● What is being asked: Provide an exact transcription of all the records.

━━━━━ Data supplied ━━━━━

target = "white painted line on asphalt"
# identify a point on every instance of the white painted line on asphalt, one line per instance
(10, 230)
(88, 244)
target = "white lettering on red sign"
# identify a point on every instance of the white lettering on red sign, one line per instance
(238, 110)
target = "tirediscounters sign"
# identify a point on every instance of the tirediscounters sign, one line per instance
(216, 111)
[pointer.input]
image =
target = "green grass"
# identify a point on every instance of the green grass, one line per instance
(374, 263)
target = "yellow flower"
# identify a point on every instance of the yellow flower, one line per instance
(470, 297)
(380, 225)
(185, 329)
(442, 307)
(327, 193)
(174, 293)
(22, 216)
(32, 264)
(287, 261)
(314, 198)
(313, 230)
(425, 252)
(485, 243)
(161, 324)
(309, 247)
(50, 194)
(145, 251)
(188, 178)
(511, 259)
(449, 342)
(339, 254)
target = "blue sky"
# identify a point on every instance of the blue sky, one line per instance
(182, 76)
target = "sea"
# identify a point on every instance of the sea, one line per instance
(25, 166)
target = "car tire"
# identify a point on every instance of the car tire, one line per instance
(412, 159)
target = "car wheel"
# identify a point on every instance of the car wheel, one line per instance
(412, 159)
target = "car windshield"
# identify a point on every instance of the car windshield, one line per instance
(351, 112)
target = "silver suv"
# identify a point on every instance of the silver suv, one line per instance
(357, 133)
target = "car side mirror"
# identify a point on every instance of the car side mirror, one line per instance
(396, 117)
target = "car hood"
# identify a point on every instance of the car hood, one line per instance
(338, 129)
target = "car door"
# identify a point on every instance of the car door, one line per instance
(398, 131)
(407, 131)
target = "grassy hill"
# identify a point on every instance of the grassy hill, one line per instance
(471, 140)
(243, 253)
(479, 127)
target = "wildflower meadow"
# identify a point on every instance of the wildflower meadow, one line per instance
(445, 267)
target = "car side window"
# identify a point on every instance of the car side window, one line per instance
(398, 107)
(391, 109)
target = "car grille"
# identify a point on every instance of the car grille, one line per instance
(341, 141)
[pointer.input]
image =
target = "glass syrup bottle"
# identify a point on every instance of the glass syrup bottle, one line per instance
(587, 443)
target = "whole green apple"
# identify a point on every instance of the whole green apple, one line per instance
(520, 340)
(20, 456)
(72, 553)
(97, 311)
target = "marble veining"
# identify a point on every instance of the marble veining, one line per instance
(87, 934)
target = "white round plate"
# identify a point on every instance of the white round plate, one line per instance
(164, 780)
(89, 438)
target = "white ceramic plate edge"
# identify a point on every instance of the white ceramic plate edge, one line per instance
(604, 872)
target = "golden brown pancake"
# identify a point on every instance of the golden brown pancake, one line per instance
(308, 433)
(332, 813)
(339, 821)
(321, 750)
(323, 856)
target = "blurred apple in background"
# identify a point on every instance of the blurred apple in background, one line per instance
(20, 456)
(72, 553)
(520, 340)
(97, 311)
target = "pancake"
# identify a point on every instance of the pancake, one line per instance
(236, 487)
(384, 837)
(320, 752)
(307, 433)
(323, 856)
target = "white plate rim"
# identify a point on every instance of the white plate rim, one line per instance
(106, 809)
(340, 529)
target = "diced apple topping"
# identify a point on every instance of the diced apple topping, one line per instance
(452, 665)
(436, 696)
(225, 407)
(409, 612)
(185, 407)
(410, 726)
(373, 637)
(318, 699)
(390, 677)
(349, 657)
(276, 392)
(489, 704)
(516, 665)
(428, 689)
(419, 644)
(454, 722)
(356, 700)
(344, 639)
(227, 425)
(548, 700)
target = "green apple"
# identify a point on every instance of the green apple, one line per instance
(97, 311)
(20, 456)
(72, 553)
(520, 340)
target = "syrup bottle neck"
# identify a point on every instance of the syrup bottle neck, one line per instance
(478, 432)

━━━━━

● Solution to this problem:
target = "white painted line on asphalt"
# identify a point on every instance of the white painted line on asphalt, one line per instance
(10, 230)
(88, 244)
target = "white lettering on red sign"
# identify a point on every instance of the white lettering on red sign, one line per instance
(238, 110)
target = "tirediscounters sign"
# identify a point on every instance of the tirediscounters sign, one line per instance
(216, 111)
[pointer.input]
image =
target = "green grass"
# identify a point on every instance of the green grass, one line per instance
(374, 263)
target = "yellow flower"
# identify a point on every instance of the yellow flower, one line per instance
(470, 297)
(380, 225)
(185, 329)
(442, 307)
(327, 193)
(174, 293)
(22, 216)
(32, 264)
(287, 261)
(314, 198)
(313, 230)
(425, 252)
(485, 243)
(161, 324)
(309, 247)
(50, 194)
(145, 251)
(188, 178)
(511, 259)
(449, 342)
(339, 254)
target = "blue sky"
# identify a point on every instance of the blue sky, one line per instance
(182, 76)
target = "sea"
# identify a point on every instance of the sea, one line per instance
(25, 166)
target = "car tire"
# identify a point on every instance of the car tire, one line per instance
(412, 159)
target = "car wheel"
# identify a point on every instance of the car wheel, one line per instance
(412, 159)
target = "car windshield"
# identify a point on every instance of the car windshield, one line per instance
(351, 112)
target = "silver suv"
# identify a point on every instance of the silver suv, one line per instance
(357, 133)
target = "car side mirror"
# identify a point on every instance of the car side mirror, one line per instance
(396, 117)
target = "car hood"
# identify a point on every instance of the car hood, one line per instance
(338, 129)
target = "car door"
# identify a point on every instance of the car door, one line per instance
(398, 131)
(407, 131)
target = "grassy hill"
# identify a point on every instance of the grassy hill, one line per instance
(471, 140)
(243, 253)
(479, 127)
target = "wildflower meadow"
# identify a point on every instance of the wildflower meadow, one line per instance
(445, 267)
target = "car side window"
# identify a point on every instance of the car side window, one line per instance
(398, 107)
(391, 109)
target = "car grille"
# identify a point on every instance of the car grille, one line per instance
(341, 141)
[pointer.input]
image =
target = "glass syrup bottle"
# identify a point on every instance of the glass syrup bottle, one line per instance
(587, 443)
target = "whole green apple"
# identify a point on every instance of the whole green apple, one line per instance
(520, 340)
(20, 456)
(72, 553)
(97, 311)
target = "marble veining"
# identify a point on every instance of the marble veining, one line per instance
(87, 934)
target = "white round plate"
# identify a point on every instance of the white round plate, one line per instance
(164, 780)
(89, 438)
target = "white ceramic plate edge"
# identify a point on every instance of the white ceramic plate edge, one line per instance
(604, 872)
target = "golden brown pancake"
# identify a point on every instance of the golden brown pancake, one line per instance
(308, 433)
(332, 813)
(339, 821)
(321, 750)
(323, 856)
target = "blurred apple in background"
# identify a point on every instance of the blurred apple in background, one line per instance
(20, 456)
(72, 553)
(520, 340)
(97, 311)
target = "pancake"
# identify a point on every instance of the pancake, one line per instance
(236, 487)
(384, 837)
(320, 752)
(307, 433)
(323, 856)
target = "white plate rim"
# identify a point on every instance of the white plate rim, one line per instance
(106, 809)
(340, 529)
target = "diced apple topping"
# identify a point on every instance of the diced apple topping, one line per instance
(452, 665)
(436, 696)
(225, 407)
(409, 612)
(185, 407)
(410, 726)
(373, 637)
(318, 699)
(390, 677)
(349, 657)
(276, 392)
(489, 704)
(516, 665)
(428, 689)
(419, 644)
(454, 722)
(356, 700)
(344, 639)
(227, 425)
(548, 700)
target = "green apple"
# identify a point on every instance of the green apple, one line per instance
(97, 311)
(20, 456)
(72, 553)
(520, 340)
target = "syrup bottle neck"
# identify a point on every instance of the syrup bottle neck, one line per instance
(478, 432)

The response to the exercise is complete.